## Task goal:
Rewrite all the data below, substituting "most central within it" for each "deepest inside it" and changing nothing else. Leave the pictures out.

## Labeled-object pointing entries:
* begin *
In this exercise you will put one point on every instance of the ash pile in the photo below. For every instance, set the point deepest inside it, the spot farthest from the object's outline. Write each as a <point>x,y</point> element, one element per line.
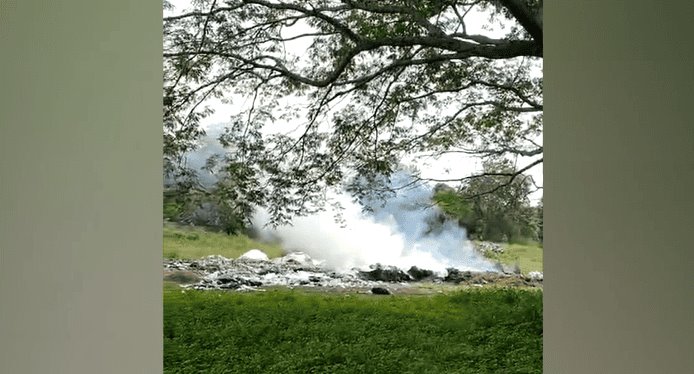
<point>254,270</point>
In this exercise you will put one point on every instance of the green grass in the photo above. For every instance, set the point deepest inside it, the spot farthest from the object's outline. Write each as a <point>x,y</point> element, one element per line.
<point>191,243</point>
<point>528,256</point>
<point>285,331</point>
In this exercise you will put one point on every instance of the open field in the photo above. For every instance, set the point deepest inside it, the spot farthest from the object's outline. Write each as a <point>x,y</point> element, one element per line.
<point>527,256</point>
<point>290,331</point>
<point>192,242</point>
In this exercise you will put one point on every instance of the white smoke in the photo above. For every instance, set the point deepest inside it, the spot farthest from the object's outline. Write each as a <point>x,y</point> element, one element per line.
<point>398,233</point>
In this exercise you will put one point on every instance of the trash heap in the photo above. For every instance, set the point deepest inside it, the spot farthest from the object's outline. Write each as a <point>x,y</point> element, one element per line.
<point>254,270</point>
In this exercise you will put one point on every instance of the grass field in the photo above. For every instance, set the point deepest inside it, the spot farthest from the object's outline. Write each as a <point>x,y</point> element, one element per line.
<point>285,331</point>
<point>527,256</point>
<point>190,243</point>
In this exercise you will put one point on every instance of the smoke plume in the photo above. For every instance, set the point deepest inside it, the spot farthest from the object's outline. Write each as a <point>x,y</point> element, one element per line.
<point>405,231</point>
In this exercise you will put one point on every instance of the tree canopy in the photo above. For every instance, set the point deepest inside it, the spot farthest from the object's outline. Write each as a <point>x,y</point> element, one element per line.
<point>351,89</point>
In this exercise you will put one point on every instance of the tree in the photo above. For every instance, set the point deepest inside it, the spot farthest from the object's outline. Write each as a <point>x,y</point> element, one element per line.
<point>505,215</point>
<point>380,81</point>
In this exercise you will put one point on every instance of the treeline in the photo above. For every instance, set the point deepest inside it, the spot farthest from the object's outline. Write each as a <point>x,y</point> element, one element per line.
<point>492,208</point>
<point>489,207</point>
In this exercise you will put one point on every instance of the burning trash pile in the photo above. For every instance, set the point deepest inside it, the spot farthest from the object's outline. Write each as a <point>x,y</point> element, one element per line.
<point>254,269</point>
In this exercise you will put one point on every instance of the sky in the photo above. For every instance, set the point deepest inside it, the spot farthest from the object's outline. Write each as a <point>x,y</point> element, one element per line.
<point>447,166</point>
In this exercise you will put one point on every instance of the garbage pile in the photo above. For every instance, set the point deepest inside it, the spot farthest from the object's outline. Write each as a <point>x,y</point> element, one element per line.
<point>254,270</point>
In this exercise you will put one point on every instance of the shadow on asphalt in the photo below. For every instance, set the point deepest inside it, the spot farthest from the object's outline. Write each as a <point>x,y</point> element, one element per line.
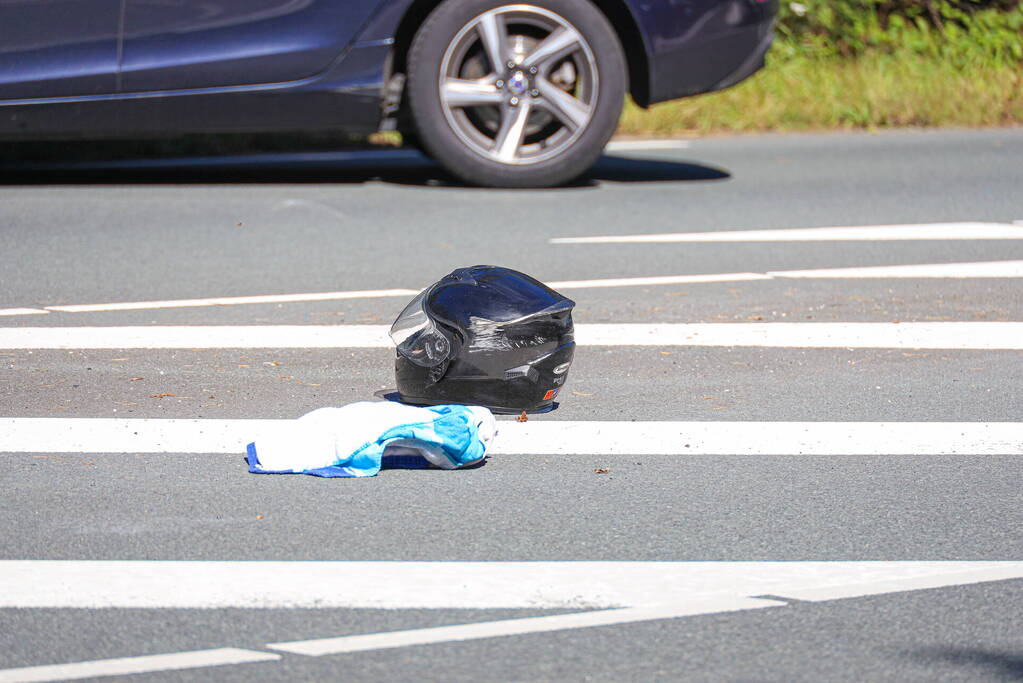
<point>1003,666</point>
<point>399,167</point>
* end *
## Task response:
In this exercise you will put one point on every instance of the ash pile in the photo below. For every instance, set the point most central within it, the spot farthest from the object's outline. Write each as a <point>x,y</point> element, one element per line.
<point>254,270</point>
In this exercise you will put one point on every instance of the green grass in the photo above. For every instance, set the point most central within it, the spot farthest from the object's outline. Write each as a <point>x,y</point> element, one element per line.
<point>191,243</point>
<point>528,256</point>
<point>285,331</point>
In this exercise you will put one point on every instance of the open field in the photo above. For every instance, set the point most central within it, the spot farthest from the object's outline. Write each as a <point>x,y</point> element, one element per line.
<point>527,256</point>
<point>290,331</point>
<point>192,242</point>
In this exercise you will put one point on every instance of the white smoke in the photo above. For every instance, set the point most central within it, the spot farthest from the object's outline. Write each as a <point>x,y</point> element, one element per line.
<point>398,233</point>
In this exercise you will put one point on every instance of the trash heap in the photo above. For every instance, set the point most central within it, the spot farthest from the object's outline. Write each as a <point>x,y</point> element, one element per line.
<point>254,270</point>
In this exercise you will put one point on every instance of the grass field in the photo above. For every instance, set the point most central within it, the spot farthest from the object's outline. Write each as a <point>x,y</point> element, one element per line.
<point>285,331</point>
<point>527,256</point>
<point>190,243</point>
In this exercise you will put one point on every instance of the smoke plume in the photo above. For every instance, set the point most central within it, the spot farthest from the object's outline. Write each as a <point>x,y</point> element, one element per line.
<point>405,231</point>
In this exercise you will put one point on every instance of the tree canopy in the photo above. For every instance, set the point most central within it, the spot farthest from the object's outline. Write each as a <point>x,y</point> element, one element per line.
<point>351,89</point>
In this exercise you will put one point on every instance of the tree in the photo above. For every instance, set the point most central within it, the spot farthest from the object's outline. Write each as a <point>x,y</point> element, one element per line.
<point>505,215</point>
<point>380,81</point>
In this exercise you will put one point on every instance of the treeline in the photo above. For every instance, set the point most central within it, the spot farthest from the object's outline. Write each as a <point>x,y</point> element, one element per line.
<point>492,208</point>
<point>489,207</point>
In this exercise you will put one point on every instance of the burning trash pile in the photo above. For every instance, set the point most central within it, the spot farthest from the object's outline. Write each as a <point>x,y</point> element, one element per line.
<point>254,269</point>
In this exercise you will put one point on every instance of the sky in the photo above. For every instance, set the point most central within it, the spot farthest from the object's outline. Write each as a <point>x,y</point> element, one element per line.
<point>447,166</point>
In this exercise you will put one point on every instance of the garbage pile in the photo above. For every instance, set the point most central within it, the spot farthest from the object's outline. Write each as a <point>x,y</point> element, one element per line.
<point>254,270</point>
In this exercise you will put one point on every instance of the shadow on asphalt in the photo below. For every instance, set the point most central within it, the spot farthest from the object's outline. Write each as a <point>x,y</point> element, one element per line.
<point>1003,666</point>
<point>399,167</point>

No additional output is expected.